> _Aim_
Identify every line of the records that contains the word "sandy" and copy each such line in full.

> _Data provided_
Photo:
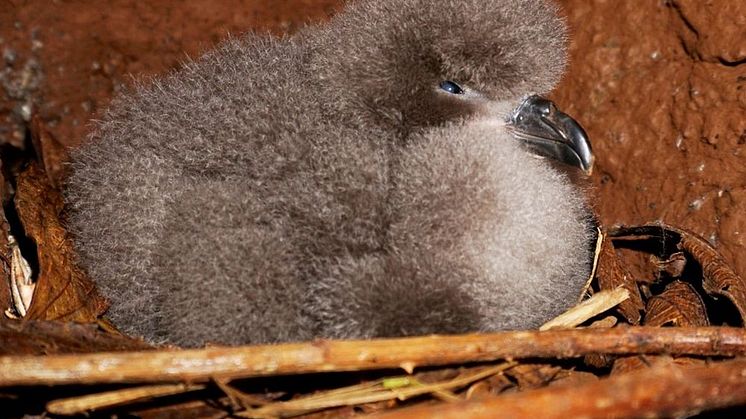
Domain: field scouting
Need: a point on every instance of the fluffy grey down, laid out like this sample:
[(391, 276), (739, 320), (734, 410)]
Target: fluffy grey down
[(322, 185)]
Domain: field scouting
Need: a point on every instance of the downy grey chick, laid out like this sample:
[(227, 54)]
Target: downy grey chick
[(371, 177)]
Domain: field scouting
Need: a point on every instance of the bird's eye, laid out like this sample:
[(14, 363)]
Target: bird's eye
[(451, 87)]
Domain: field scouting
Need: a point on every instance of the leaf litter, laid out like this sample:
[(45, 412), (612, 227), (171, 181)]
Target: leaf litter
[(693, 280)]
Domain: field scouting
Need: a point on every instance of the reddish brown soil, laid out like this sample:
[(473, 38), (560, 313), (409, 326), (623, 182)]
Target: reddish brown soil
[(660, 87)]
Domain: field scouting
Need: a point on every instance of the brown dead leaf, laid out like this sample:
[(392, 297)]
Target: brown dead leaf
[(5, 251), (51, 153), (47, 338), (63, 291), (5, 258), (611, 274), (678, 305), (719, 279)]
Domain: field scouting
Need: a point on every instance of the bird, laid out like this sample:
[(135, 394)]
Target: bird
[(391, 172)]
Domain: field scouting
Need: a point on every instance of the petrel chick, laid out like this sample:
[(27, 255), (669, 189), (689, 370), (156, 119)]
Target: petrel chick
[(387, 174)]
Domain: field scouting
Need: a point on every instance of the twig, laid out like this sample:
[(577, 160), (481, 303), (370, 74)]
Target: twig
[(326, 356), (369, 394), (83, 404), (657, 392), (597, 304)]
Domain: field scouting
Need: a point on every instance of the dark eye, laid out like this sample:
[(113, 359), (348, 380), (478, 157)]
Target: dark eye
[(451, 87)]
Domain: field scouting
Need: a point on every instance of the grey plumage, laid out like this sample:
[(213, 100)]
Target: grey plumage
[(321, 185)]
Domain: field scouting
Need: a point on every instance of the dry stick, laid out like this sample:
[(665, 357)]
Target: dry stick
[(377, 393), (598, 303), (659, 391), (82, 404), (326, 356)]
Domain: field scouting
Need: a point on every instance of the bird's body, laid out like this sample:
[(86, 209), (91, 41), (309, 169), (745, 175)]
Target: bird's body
---
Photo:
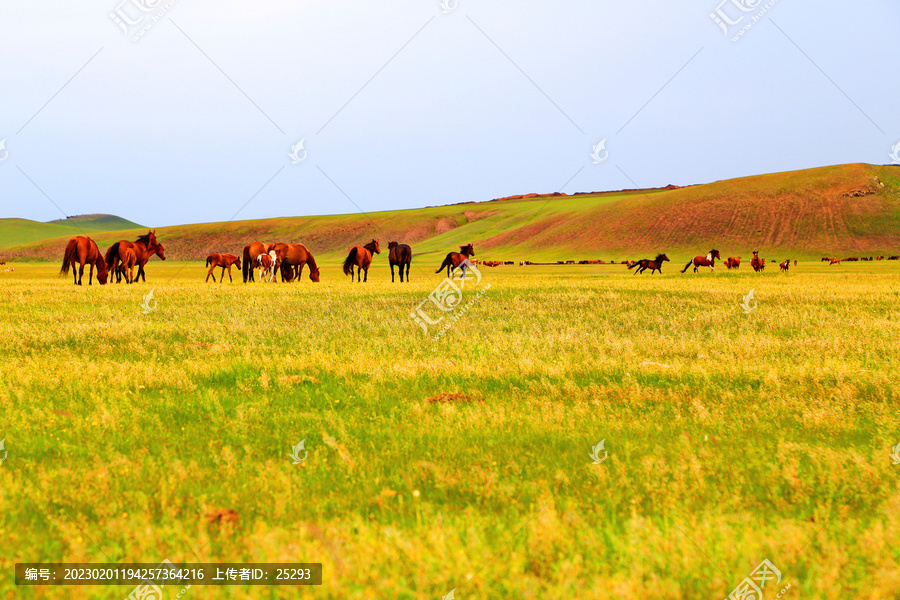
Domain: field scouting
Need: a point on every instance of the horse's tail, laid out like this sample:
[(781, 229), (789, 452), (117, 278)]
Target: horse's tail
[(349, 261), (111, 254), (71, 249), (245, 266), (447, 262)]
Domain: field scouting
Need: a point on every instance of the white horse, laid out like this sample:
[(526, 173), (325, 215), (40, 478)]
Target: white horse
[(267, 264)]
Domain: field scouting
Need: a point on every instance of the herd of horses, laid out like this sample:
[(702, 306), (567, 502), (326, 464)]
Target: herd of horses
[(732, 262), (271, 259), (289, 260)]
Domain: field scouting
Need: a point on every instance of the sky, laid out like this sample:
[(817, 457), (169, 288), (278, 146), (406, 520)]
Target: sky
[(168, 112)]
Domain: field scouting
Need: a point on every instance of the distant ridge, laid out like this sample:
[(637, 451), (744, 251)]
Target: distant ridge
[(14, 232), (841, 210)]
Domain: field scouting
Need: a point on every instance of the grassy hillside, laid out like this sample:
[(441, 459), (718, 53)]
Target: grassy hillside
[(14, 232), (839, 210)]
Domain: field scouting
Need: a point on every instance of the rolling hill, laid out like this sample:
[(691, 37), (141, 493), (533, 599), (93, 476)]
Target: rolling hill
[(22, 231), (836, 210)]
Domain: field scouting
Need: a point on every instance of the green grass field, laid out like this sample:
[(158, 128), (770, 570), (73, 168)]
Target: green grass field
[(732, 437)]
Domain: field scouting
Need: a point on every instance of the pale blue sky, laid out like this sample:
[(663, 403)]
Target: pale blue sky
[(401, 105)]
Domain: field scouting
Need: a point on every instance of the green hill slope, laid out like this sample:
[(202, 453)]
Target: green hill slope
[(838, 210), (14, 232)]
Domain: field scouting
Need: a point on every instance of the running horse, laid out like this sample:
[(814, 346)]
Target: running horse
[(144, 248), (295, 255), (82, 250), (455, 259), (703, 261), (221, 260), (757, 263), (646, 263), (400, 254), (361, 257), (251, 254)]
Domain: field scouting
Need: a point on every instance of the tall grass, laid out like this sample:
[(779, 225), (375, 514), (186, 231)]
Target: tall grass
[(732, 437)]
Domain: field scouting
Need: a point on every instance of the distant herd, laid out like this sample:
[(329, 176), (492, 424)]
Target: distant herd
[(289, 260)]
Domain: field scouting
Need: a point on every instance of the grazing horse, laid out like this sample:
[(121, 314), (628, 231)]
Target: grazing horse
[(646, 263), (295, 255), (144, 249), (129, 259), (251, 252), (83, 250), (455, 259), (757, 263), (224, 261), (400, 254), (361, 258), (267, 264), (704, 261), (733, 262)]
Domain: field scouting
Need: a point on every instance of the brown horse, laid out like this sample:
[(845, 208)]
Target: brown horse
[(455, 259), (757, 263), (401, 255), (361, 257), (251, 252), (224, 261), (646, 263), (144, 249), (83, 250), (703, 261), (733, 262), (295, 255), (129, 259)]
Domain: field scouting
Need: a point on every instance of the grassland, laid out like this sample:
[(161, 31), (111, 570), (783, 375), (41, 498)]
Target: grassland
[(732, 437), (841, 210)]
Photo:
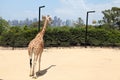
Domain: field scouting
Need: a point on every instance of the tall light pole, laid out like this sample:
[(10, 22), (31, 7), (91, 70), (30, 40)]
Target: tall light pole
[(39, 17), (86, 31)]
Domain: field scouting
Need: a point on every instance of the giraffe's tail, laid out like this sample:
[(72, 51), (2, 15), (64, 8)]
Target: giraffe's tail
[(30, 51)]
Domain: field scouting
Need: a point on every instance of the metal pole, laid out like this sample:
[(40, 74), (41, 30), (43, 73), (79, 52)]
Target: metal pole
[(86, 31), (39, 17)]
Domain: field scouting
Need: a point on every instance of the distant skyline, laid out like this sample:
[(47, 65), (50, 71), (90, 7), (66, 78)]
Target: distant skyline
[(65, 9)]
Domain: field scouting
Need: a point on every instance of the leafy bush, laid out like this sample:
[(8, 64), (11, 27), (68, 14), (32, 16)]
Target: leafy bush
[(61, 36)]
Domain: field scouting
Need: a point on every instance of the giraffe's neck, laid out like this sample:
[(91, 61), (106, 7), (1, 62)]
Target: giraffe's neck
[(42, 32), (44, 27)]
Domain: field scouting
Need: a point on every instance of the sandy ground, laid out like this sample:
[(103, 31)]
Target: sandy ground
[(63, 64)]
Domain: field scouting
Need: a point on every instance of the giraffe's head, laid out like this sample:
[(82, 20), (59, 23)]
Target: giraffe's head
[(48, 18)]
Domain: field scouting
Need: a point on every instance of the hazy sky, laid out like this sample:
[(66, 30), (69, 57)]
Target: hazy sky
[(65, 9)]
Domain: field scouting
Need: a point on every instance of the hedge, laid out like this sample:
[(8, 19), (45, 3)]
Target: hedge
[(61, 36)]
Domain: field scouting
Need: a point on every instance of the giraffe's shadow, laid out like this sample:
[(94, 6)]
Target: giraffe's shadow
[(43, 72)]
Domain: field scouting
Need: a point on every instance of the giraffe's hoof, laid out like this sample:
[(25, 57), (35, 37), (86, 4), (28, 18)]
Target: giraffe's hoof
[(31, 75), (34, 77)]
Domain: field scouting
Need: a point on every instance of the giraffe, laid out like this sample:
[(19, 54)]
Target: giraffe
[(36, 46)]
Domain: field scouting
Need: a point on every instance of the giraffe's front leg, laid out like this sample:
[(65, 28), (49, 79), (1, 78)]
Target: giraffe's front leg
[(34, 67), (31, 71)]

> _Final result_
Need: a point on every instance of the sandy ground, laid out like this sample:
Target: sandy ground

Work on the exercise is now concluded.